### ACTIVITY
Please update the rows below by replacing each "rough mask" with "coarse mask" and keeping everything else the same, and leave the pictures out of your answer.

### DATA
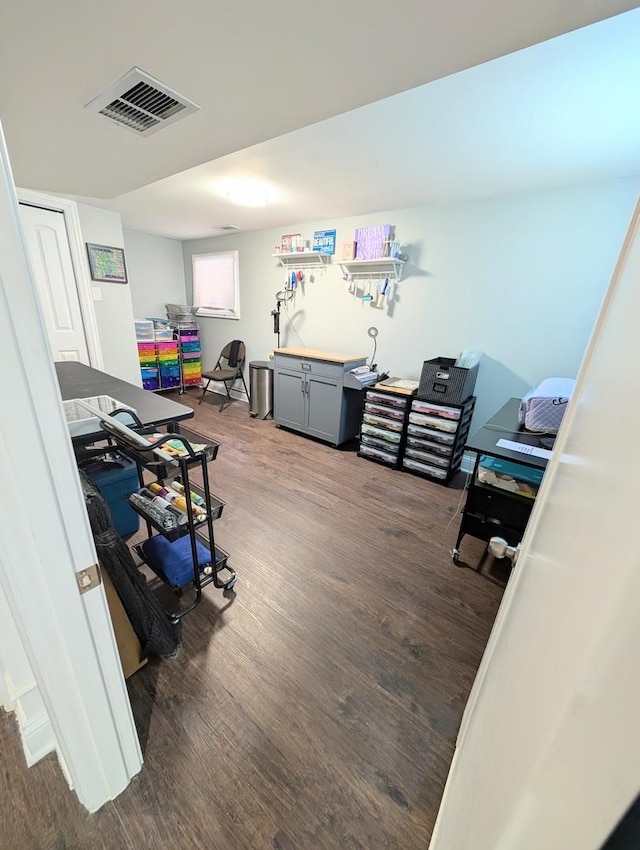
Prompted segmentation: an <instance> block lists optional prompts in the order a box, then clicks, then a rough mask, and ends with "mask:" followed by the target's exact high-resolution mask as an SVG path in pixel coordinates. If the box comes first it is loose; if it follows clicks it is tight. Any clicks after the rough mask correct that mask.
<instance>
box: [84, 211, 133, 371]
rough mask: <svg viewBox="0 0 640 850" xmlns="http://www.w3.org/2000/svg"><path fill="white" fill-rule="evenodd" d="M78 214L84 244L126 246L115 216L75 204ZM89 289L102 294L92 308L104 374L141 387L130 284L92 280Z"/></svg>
mask: <svg viewBox="0 0 640 850" xmlns="http://www.w3.org/2000/svg"><path fill="white" fill-rule="evenodd" d="M78 215H79V217H80V229H81V230H82V239H83V241H84V242H93V243H95V244H97V245H110V246H112V247H115V248H124V247H125V244H124V236H123V234H122V222H121V219H120V216H119V215H118V213H113V212H109V211H108V210H102V209H99V208H98V207H90V206H88V205H87V204H78ZM126 260H127V257H126V252H125V262H126ZM87 262H88V261H87ZM92 286H94V287H98V288H99V289H100V291H101V294H102V300H101V301H95V302H94V306H95V313H96V321H97V323H98V333H99V336H100V345H101V348H102V358H103V368H104V371H105V372H108V373H109V374H110V375H115V377H117V378H122V380H124V381H130V382H131V383H133V384H137V385H138V386H140V384H141V378H140V368H139V365H138V351H137V348H136V339H135V328H134V324H133V320H134V315H133V306H132V303H131V284H129V283H127V284H122V283H100V282H98V281H92Z"/></svg>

### EXERCISE SOLUTION
Prompted segmentation: an <instance> block lists optional prompts in the order a box, then clicks, then a coarse mask, and ends with "mask:" followed by the target's exact high-resolution mask as an SVG path in pixel coordinates. If the box comes first it is loose; if it follows clicks it is tight. Any clicks after the coarse mask correct that mask.
<instance>
box: [84, 211, 133, 371]
coarse mask: <svg viewBox="0 0 640 850" xmlns="http://www.w3.org/2000/svg"><path fill="white" fill-rule="evenodd" d="M78 214L84 244L126 246L115 216L75 204ZM89 289L102 294L92 308L104 374L141 387L130 284L92 280Z"/></svg>
mask: <svg viewBox="0 0 640 850" xmlns="http://www.w3.org/2000/svg"><path fill="white" fill-rule="evenodd" d="M78 215H79V217H80V229H81V230H82V239H83V241H84V242H93V243H95V244H97V245H110V246H112V247H115V248H124V247H125V244H124V236H123V234H122V222H121V219H120V216H119V215H118V213H113V212H109V211H108V210H102V209H99V208H98V207H90V206H88V205H87V204H78ZM126 260H127V257H126V252H125V262H126ZM87 262H88V261H87ZM92 286H94V287H98V288H99V289H100V291H101V294H102V300H101V301H95V302H94V306H95V313H96V321H97V323H98V333H99V336H100V345H101V348H102V358H103V368H104V371H105V372H108V373H109V374H110V375H115V377H117V378H122V380H124V381H130V382H131V383H133V384H137V385H138V386H140V384H141V378H140V368H139V365H138V351H137V348H136V339H135V328H134V324H133V320H134V315H133V306H132V303H131V284H129V283H127V284H122V283H100V282H98V281H92Z"/></svg>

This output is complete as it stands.